*** Begin section ***

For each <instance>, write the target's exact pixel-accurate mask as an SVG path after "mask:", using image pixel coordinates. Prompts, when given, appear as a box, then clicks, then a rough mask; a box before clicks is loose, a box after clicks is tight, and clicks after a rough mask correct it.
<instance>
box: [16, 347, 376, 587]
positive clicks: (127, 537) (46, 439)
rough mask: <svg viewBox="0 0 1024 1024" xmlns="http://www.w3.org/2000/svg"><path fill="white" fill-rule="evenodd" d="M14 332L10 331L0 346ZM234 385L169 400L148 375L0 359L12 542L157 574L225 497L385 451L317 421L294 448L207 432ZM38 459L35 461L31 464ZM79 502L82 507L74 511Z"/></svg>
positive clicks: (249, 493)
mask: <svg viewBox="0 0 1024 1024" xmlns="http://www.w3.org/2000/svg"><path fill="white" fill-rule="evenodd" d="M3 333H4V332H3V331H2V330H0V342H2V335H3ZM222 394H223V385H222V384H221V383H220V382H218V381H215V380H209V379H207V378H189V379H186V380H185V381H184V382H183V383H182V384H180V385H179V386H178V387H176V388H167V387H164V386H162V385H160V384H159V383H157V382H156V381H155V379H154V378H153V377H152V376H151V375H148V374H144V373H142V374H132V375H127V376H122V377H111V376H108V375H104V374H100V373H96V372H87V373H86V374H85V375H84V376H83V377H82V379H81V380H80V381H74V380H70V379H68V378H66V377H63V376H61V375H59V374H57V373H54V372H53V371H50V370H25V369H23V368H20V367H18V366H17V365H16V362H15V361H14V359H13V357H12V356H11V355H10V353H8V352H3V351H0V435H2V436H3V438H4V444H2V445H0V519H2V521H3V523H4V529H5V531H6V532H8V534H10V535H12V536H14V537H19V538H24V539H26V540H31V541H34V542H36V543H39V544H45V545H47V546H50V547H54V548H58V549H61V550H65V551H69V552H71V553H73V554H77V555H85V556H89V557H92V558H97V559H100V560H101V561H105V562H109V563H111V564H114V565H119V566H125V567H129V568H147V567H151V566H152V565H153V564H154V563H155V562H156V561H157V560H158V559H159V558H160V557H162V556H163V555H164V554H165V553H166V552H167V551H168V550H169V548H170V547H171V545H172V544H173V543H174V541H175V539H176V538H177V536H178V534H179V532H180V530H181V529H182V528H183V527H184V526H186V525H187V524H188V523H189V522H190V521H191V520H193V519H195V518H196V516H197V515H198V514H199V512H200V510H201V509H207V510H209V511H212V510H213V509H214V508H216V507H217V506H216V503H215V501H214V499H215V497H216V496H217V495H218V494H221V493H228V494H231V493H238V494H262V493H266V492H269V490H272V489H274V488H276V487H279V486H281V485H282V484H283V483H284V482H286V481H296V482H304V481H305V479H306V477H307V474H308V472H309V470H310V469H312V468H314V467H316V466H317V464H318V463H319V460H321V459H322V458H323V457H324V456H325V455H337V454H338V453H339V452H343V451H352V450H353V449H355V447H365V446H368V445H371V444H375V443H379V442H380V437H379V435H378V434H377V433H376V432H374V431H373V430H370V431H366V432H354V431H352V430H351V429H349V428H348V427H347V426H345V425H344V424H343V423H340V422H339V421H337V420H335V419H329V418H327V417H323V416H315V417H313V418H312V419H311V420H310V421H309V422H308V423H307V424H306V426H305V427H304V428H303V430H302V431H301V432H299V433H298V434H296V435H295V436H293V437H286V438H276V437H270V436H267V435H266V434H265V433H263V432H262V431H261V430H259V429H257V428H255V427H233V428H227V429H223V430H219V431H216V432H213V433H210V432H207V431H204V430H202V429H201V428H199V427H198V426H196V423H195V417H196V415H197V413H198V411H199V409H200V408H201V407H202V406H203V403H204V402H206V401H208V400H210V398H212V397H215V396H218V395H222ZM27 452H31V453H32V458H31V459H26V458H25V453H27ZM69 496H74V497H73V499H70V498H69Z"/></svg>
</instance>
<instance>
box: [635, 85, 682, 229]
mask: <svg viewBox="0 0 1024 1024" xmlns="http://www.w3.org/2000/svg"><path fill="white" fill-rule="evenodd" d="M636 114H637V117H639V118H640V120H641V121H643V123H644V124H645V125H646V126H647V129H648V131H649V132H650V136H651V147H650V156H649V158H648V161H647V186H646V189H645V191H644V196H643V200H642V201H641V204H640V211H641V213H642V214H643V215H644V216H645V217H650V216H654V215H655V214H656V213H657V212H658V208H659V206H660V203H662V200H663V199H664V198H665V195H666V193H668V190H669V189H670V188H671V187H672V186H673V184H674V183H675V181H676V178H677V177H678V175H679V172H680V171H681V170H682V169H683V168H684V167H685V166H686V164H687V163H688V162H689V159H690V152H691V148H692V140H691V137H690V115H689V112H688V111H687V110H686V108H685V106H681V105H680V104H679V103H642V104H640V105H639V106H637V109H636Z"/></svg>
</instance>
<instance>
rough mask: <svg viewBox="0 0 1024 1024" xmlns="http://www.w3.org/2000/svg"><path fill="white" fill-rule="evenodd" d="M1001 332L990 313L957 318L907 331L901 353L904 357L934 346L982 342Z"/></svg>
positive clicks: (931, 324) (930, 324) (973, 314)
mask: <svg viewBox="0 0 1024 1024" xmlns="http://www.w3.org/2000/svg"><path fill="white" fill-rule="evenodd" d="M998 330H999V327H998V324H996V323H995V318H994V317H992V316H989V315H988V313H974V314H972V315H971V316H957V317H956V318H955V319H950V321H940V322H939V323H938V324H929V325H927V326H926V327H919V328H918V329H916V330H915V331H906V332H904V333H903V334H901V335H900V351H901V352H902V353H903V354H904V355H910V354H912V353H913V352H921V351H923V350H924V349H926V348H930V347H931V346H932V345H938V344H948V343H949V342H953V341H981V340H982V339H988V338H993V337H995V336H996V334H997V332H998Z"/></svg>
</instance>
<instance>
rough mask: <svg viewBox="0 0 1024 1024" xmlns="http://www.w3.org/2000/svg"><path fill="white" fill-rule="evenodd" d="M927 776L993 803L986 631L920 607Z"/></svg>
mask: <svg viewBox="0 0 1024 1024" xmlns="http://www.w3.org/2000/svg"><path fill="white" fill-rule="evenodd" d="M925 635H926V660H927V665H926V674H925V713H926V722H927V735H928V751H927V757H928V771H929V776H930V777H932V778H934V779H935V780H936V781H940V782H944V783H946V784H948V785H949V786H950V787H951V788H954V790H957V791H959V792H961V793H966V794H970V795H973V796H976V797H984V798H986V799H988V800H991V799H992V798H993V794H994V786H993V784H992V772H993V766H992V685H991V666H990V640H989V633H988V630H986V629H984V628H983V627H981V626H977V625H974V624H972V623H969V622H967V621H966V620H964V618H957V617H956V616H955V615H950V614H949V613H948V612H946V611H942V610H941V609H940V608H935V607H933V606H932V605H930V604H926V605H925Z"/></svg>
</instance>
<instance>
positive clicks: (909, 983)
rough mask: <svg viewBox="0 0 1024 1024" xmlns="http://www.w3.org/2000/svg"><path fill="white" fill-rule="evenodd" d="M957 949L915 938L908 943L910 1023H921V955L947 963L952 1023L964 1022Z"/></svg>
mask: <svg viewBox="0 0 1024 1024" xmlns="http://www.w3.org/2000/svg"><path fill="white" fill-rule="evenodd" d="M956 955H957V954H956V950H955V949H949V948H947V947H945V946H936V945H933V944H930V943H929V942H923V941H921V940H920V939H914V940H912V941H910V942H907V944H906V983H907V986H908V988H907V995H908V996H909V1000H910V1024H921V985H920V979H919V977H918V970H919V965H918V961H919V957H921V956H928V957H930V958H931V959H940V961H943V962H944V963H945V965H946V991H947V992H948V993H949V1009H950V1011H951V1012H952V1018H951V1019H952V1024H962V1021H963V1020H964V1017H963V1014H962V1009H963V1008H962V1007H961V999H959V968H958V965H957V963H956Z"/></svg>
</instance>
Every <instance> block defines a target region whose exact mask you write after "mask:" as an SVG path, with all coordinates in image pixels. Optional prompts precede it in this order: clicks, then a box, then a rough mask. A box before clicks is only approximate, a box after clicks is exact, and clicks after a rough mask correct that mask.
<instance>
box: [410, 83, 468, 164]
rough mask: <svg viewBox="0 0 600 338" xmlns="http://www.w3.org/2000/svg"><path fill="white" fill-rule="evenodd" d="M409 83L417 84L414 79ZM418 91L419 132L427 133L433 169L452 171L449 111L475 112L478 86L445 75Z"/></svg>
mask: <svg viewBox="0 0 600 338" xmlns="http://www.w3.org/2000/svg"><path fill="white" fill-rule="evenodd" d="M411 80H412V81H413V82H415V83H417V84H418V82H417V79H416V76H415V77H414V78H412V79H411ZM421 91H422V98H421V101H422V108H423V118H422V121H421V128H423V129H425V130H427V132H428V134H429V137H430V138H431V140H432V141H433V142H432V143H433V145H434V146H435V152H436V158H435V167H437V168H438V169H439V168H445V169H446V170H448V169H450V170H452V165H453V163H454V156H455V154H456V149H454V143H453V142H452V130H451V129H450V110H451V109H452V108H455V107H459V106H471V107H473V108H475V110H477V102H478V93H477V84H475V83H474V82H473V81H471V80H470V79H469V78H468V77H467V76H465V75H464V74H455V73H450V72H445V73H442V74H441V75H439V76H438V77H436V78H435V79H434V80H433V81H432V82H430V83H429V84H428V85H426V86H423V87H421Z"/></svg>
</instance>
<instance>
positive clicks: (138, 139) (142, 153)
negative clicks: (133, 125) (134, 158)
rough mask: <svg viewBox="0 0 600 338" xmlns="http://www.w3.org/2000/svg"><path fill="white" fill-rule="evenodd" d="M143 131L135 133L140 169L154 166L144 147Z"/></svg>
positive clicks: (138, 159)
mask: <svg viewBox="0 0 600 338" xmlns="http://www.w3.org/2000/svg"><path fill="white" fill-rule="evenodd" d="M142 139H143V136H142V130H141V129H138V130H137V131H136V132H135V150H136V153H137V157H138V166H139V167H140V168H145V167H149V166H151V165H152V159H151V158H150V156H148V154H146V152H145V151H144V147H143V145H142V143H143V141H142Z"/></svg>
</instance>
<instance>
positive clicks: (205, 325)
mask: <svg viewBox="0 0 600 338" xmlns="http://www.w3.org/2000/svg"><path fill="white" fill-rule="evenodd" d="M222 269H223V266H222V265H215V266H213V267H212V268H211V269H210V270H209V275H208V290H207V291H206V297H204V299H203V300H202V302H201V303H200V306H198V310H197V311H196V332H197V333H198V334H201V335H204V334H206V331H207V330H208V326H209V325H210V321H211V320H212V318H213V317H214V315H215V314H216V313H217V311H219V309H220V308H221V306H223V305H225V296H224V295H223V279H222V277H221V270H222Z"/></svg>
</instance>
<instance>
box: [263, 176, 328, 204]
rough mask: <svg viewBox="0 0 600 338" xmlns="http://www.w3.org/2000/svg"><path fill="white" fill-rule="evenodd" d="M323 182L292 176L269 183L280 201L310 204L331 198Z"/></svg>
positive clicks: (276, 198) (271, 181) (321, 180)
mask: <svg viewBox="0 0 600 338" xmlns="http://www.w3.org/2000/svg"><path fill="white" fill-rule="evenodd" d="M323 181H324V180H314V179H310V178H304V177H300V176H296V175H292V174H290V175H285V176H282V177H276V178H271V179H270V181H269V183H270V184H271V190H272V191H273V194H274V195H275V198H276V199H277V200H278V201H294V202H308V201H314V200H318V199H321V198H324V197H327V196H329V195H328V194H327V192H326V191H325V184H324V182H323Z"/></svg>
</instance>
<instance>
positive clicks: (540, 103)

*** End section ***

Your objective: Show each line of the listing above that contains the string "correct". Matching is case-sensitive.

Finished task:
For each <instance>, write the target's exact pixel-accurate mask as an SVG path after "mask:", using image pixel coordinates. Prompts, when given, appear as a box, then clicks, then a rough mask; a box before clicks is loose, a box after clicks is tight, and clicks after a rough mask correct it.
Every <instance> block defines a target region whose exact mask you write after "mask:" as an SVG path, with all coordinates in image pixels. Optional prompts precede it in this order: clicks, then a box, then a rough mask. A box before clicks is only approximate, a box after clicks is exact, and clicks after a rough mask correct that mask.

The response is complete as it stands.